Exercise details
Scan the entries below for the word "road". Copy out every line in which it occurs.

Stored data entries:
---
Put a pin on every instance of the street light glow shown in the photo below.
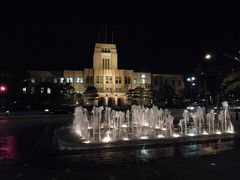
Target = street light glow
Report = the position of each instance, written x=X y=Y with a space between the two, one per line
x=208 y=56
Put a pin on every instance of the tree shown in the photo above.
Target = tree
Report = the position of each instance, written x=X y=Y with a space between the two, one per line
x=90 y=95
x=231 y=83
x=140 y=96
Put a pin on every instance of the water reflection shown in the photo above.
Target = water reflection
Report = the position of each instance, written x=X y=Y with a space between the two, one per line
x=189 y=150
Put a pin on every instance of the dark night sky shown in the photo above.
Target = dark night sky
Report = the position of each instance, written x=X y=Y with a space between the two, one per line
x=163 y=38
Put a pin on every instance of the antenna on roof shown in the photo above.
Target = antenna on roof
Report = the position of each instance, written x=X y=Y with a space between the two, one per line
x=112 y=36
x=98 y=35
x=105 y=33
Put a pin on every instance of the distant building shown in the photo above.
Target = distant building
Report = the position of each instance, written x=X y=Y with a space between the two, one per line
x=111 y=83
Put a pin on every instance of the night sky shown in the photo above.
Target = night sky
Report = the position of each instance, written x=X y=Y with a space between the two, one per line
x=161 y=38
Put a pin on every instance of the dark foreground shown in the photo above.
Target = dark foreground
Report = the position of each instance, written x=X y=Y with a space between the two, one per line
x=22 y=156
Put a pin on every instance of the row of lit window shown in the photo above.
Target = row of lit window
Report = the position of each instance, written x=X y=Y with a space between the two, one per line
x=166 y=82
x=106 y=63
x=105 y=50
x=99 y=79
x=109 y=89
x=32 y=90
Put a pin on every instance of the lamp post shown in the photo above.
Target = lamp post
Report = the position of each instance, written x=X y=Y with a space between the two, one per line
x=209 y=57
x=192 y=83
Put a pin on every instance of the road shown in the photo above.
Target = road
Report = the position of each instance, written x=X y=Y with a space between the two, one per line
x=18 y=135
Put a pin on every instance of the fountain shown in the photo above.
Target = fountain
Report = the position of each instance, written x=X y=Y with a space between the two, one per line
x=104 y=125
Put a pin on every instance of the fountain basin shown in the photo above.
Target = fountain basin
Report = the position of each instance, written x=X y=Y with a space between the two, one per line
x=66 y=140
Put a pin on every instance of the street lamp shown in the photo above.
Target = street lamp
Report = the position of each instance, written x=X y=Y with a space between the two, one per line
x=192 y=83
x=210 y=57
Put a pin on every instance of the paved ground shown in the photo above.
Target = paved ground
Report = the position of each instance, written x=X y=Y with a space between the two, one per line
x=19 y=134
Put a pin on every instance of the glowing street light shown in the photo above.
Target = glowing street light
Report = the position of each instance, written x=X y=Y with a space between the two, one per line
x=3 y=88
x=208 y=56
x=191 y=80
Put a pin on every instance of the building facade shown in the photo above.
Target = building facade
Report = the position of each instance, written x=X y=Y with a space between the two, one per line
x=111 y=83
---
Answer for this exercise
Put a pin on every instance of the road shown in the photo above.
Target = road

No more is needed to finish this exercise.